* _Stated task_
Pick out each line of the listing below that contains the word "wearing", and copy every such line.

= = = = =

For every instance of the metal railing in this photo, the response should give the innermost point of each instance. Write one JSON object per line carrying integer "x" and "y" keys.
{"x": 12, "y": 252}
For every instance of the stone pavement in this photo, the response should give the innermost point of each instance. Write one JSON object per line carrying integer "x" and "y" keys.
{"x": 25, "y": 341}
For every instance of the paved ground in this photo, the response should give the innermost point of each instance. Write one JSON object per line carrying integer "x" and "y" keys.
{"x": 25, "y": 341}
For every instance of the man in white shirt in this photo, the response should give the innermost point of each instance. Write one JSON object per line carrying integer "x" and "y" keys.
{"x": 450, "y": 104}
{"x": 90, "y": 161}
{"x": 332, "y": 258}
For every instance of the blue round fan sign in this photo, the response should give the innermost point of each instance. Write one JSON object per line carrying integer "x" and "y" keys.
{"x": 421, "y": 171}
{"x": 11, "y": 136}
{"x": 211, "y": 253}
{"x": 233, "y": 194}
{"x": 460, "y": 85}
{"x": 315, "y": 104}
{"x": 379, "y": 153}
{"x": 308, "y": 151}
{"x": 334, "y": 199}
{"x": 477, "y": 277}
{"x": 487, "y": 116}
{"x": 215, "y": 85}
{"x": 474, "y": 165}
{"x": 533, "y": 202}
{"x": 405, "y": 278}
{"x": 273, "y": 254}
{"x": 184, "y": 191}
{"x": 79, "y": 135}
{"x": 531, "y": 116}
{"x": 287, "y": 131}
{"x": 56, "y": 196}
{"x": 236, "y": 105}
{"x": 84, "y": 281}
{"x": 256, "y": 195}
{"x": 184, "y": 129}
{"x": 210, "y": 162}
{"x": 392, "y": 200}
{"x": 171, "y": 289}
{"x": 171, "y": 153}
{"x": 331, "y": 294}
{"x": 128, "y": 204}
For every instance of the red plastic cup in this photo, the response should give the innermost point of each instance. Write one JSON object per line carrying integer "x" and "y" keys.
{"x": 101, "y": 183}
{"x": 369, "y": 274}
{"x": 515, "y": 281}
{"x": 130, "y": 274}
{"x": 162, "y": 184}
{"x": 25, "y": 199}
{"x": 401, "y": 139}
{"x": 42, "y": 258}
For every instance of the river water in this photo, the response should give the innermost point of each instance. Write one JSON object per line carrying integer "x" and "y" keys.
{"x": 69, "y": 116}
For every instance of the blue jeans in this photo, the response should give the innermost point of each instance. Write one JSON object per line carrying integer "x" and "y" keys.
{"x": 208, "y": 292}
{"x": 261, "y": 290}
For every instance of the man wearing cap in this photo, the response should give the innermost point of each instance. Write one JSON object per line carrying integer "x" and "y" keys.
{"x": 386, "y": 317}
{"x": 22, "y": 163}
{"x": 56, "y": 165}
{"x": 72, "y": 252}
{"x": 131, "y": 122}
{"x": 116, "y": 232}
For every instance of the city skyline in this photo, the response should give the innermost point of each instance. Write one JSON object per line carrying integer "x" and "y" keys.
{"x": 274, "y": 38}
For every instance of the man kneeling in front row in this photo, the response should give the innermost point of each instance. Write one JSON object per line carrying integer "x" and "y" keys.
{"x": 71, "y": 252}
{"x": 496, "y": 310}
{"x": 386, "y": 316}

= = = = =

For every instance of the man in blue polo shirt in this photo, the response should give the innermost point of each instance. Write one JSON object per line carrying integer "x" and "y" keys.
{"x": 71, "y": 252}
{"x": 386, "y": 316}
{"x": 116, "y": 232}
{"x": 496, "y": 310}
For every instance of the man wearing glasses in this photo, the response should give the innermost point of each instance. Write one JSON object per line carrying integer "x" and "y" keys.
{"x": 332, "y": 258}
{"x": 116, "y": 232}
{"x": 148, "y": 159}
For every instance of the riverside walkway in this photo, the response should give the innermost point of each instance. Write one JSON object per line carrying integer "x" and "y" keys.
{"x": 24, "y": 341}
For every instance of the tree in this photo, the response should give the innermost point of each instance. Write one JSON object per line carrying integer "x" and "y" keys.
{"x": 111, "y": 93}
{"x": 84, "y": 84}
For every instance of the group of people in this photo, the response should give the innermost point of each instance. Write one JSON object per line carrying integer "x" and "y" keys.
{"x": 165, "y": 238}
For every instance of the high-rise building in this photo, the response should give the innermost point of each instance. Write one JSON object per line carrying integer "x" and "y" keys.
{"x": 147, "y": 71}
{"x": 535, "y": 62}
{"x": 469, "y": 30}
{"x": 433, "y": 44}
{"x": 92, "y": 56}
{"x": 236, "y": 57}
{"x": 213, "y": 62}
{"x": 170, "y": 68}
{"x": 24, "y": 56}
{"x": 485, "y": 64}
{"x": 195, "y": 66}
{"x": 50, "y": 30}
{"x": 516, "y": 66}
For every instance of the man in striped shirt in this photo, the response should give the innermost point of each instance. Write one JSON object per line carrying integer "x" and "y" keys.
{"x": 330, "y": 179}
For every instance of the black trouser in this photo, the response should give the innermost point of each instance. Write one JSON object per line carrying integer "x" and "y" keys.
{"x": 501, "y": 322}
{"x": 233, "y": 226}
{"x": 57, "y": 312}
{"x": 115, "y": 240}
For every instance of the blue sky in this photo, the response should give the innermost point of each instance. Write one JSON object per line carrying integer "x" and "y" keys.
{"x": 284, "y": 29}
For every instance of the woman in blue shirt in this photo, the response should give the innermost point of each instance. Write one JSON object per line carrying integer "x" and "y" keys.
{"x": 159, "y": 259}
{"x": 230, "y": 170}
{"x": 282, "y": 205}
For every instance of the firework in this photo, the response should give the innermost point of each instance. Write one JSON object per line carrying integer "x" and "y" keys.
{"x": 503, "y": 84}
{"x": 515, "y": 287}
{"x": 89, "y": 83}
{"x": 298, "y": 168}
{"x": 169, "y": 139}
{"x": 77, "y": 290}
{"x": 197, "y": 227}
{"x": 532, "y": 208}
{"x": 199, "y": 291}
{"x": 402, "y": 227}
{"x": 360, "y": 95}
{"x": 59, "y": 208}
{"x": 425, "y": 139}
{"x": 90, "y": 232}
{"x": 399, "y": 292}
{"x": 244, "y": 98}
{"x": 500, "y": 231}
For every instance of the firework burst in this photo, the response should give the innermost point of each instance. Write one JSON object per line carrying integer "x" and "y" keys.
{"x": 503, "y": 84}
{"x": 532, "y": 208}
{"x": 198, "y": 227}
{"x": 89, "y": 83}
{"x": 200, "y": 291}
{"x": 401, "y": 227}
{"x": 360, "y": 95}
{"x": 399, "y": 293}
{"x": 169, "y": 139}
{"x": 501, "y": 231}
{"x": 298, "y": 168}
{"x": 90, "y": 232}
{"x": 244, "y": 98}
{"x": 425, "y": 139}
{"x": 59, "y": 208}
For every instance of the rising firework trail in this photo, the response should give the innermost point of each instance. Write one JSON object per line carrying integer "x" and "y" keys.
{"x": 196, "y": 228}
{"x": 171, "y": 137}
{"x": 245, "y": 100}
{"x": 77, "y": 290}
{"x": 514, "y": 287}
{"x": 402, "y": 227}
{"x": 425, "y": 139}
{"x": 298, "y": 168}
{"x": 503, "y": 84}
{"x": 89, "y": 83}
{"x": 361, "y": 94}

= = = = =

* _Output of the exercise_
For every instance of the man wearing cap in this photo, the response should give the innermost point of each instance. Write one JSON object per line carrying integer "x" and "y" keys.
For every instance of the man wearing glasses in this photo, the response should give the innermost point of each instance. Write one JSON object per line carrying integer "x" and "y" keys.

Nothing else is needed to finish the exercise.